> **SET PROBLEM**:
The entries below are to be transcribed in full, without their images.

--- start of RECORD EXTRACTS ---

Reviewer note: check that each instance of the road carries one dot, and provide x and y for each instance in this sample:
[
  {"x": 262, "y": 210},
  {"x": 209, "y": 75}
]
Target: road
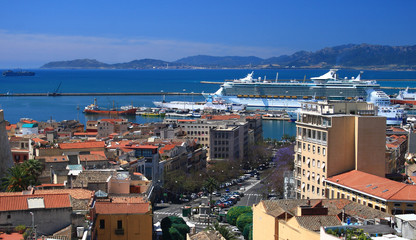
[{"x": 253, "y": 192}]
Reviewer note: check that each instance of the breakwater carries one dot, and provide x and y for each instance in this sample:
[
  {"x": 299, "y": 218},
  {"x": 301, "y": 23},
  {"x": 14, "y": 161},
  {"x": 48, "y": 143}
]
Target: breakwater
[{"x": 99, "y": 94}]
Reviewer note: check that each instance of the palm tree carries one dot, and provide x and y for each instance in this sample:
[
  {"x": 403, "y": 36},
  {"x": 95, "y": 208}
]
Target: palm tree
[
  {"x": 210, "y": 185},
  {"x": 16, "y": 179},
  {"x": 33, "y": 169},
  {"x": 21, "y": 176}
]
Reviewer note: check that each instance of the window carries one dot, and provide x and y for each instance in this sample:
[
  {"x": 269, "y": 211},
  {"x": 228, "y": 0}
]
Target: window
[
  {"x": 102, "y": 224},
  {"x": 119, "y": 224}
]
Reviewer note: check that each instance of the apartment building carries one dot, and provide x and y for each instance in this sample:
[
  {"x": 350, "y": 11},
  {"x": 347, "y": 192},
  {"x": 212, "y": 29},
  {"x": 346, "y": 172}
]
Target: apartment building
[
  {"x": 334, "y": 137},
  {"x": 373, "y": 191}
]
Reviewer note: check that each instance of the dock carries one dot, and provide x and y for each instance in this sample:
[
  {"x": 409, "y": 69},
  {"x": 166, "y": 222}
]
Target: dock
[{"x": 98, "y": 94}]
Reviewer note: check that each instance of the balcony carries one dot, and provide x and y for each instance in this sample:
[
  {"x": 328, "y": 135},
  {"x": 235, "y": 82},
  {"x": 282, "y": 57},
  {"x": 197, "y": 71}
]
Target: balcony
[{"x": 119, "y": 231}]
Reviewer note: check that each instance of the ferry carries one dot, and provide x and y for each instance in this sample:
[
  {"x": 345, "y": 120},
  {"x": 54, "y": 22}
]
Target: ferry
[
  {"x": 285, "y": 95},
  {"x": 94, "y": 109},
  {"x": 404, "y": 97},
  {"x": 395, "y": 115}
]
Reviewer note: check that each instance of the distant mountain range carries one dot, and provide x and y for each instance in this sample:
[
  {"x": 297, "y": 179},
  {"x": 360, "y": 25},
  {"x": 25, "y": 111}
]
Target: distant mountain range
[{"x": 361, "y": 56}]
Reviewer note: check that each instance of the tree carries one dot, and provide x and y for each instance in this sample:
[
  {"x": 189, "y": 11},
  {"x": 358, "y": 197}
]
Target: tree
[
  {"x": 22, "y": 175},
  {"x": 224, "y": 231},
  {"x": 248, "y": 230},
  {"x": 174, "y": 228},
  {"x": 243, "y": 220},
  {"x": 15, "y": 180},
  {"x": 235, "y": 212}
]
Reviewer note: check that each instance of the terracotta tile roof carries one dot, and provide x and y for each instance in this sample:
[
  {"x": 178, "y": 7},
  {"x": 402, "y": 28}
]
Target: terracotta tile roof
[
  {"x": 38, "y": 140},
  {"x": 85, "y": 134},
  {"x": 92, "y": 157},
  {"x": 110, "y": 120},
  {"x": 29, "y": 121},
  {"x": 19, "y": 202},
  {"x": 166, "y": 148},
  {"x": 121, "y": 208},
  {"x": 78, "y": 145},
  {"x": 374, "y": 185},
  {"x": 315, "y": 222},
  {"x": 76, "y": 193},
  {"x": 128, "y": 199},
  {"x": 101, "y": 153},
  {"x": 59, "y": 158},
  {"x": 11, "y": 236},
  {"x": 335, "y": 207},
  {"x": 221, "y": 117},
  {"x": 186, "y": 120}
]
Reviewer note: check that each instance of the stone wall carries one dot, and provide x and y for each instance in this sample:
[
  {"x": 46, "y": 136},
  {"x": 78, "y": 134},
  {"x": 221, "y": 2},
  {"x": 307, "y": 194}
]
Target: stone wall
[{"x": 6, "y": 160}]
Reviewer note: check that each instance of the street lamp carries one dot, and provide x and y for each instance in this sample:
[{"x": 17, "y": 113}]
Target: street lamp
[{"x": 33, "y": 225}]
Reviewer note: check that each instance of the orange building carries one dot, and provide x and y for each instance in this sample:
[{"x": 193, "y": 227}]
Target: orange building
[{"x": 122, "y": 220}]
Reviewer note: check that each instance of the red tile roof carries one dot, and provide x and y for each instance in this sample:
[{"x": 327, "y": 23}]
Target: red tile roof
[
  {"x": 222, "y": 117},
  {"x": 19, "y": 202},
  {"x": 121, "y": 208},
  {"x": 101, "y": 153},
  {"x": 85, "y": 134},
  {"x": 110, "y": 120},
  {"x": 38, "y": 140},
  {"x": 376, "y": 186},
  {"x": 92, "y": 157},
  {"x": 82, "y": 145},
  {"x": 77, "y": 193},
  {"x": 59, "y": 158},
  {"x": 167, "y": 148}
]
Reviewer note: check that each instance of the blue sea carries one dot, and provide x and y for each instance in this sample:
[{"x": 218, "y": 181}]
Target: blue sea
[{"x": 95, "y": 81}]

--- end of RECORD EXTRACTS ---

> **ANSWER TO THE TASK**:
Reviewer note: check that each instance of the road carries one dot, and provide x and y for each instance in this sample:
[
  {"x": 262, "y": 210},
  {"x": 209, "y": 75}
]
Target: road
[{"x": 253, "y": 192}]
Reviewer note: check that each instance of the breakwater carries one dot, and provide x and y for each instance in this sample:
[
  {"x": 299, "y": 218},
  {"x": 301, "y": 23},
  {"x": 14, "y": 161},
  {"x": 48, "y": 143}
]
Target: breakwater
[{"x": 99, "y": 94}]
Reviewer note: check that each instance of the palm tree carries one dot, and provide x and y for each instance in this sample:
[
  {"x": 403, "y": 36},
  {"x": 95, "y": 208}
]
Target: palm tree
[
  {"x": 210, "y": 185},
  {"x": 16, "y": 179},
  {"x": 33, "y": 169},
  {"x": 21, "y": 176}
]
Reviewer note: check that each instance of the window carries one dot, and provide x and y for each instance in this sample:
[
  {"x": 269, "y": 211},
  {"x": 228, "y": 0}
]
Target: window
[
  {"x": 102, "y": 224},
  {"x": 119, "y": 224}
]
Reviewer note: check that each instance of the apartment building carries one dot, and provide x and y for each instance in this sample:
[
  {"x": 350, "y": 11},
  {"x": 347, "y": 192},
  {"x": 212, "y": 29},
  {"x": 346, "y": 172}
]
Target: apartment building
[
  {"x": 334, "y": 137},
  {"x": 373, "y": 191}
]
Reviewer note: check that each instance of the dock carries one dot, and provide x and y for each instance in this sample:
[
  {"x": 409, "y": 69},
  {"x": 166, "y": 222}
]
Target: dock
[{"x": 98, "y": 94}]
Reviewer note: check that each instance of the balcony carries one dot, and provide x and y for each instance in this sample:
[
  {"x": 328, "y": 135},
  {"x": 235, "y": 82},
  {"x": 282, "y": 57},
  {"x": 197, "y": 71}
]
Target: balcony
[{"x": 119, "y": 231}]
Reviewer note: check that each instance of the ferry carries one dot, and provide x and y for each instance in this sample:
[
  {"x": 345, "y": 120},
  {"x": 54, "y": 22}
]
Target: ferry
[
  {"x": 285, "y": 95},
  {"x": 94, "y": 109},
  {"x": 404, "y": 97},
  {"x": 395, "y": 115}
]
Reviewer note: check that each instance of the distant mountain range carries one dot, and provide x and y for each instance in this sample:
[
  {"x": 297, "y": 179},
  {"x": 360, "y": 25},
  {"x": 25, "y": 111}
]
Target: distant mountain range
[{"x": 361, "y": 56}]
Reviewer note: check that each instance of the tree carries one dot, and provide x and y for each instance in this sample:
[
  {"x": 189, "y": 11},
  {"x": 358, "y": 197}
]
Target: tree
[
  {"x": 22, "y": 175},
  {"x": 224, "y": 231},
  {"x": 248, "y": 230},
  {"x": 174, "y": 228},
  {"x": 243, "y": 220},
  {"x": 15, "y": 180},
  {"x": 235, "y": 212}
]
Reviewer note: check that each instance of the terracotta tile roof carries one dot, and provide x and y for each instance in this sample:
[
  {"x": 178, "y": 7},
  {"x": 402, "y": 28}
]
Target: terracotta tile roof
[
  {"x": 38, "y": 140},
  {"x": 85, "y": 134},
  {"x": 92, "y": 157},
  {"x": 110, "y": 120},
  {"x": 29, "y": 121},
  {"x": 19, "y": 202},
  {"x": 166, "y": 148},
  {"x": 121, "y": 208},
  {"x": 78, "y": 145},
  {"x": 374, "y": 185},
  {"x": 315, "y": 222},
  {"x": 76, "y": 193},
  {"x": 128, "y": 199},
  {"x": 101, "y": 153},
  {"x": 59, "y": 158},
  {"x": 11, "y": 236},
  {"x": 335, "y": 207},
  {"x": 221, "y": 117},
  {"x": 186, "y": 120}
]
Reviewer note: check that each instance of the stone wall carries one dot, and provide x and y for each instance in this sample:
[
  {"x": 46, "y": 136},
  {"x": 78, "y": 134},
  {"x": 221, "y": 2},
  {"x": 307, "y": 194}
]
Target: stone wall
[{"x": 6, "y": 160}]
Reviewer note: check that each instance of the street lamp carries one dot, and provide x and y for each instance in this sample:
[{"x": 17, "y": 113}]
Target: street lamp
[{"x": 33, "y": 225}]
Reviewer note: check that each instance of the orange building carries one dot, and provide x and y for each instance in this sample:
[{"x": 193, "y": 227}]
Target: orange building
[{"x": 122, "y": 220}]
Reviewer note: check that each instance of the red tile roof carries one dot, and provide x and y for each instance in this sample:
[{"x": 327, "y": 23}]
Target: red tile roof
[
  {"x": 222, "y": 117},
  {"x": 19, "y": 202},
  {"x": 121, "y": 208},
  {"x": 101, "y": 153},
  {"x": 85, "y": 134},
  {"x": 110, "y": 120},
  {"x": 38, "y": 140},
  {"x": 376, "y": 186},
  {"x": 92, "y": 157},
  {"x": 82, "y": 145},
  {"x": 77, "y": 193},
  {"x": 59, "y": 158},
  {"x": 167, "y": 148}
]
Reviewer note: check that each instance of the blue sea carries one dot, and provide x and y for each instance in this sample:
[{"x": 218, "y": 181}]
Target: blue sea
[{"x": 95, "y": 81}]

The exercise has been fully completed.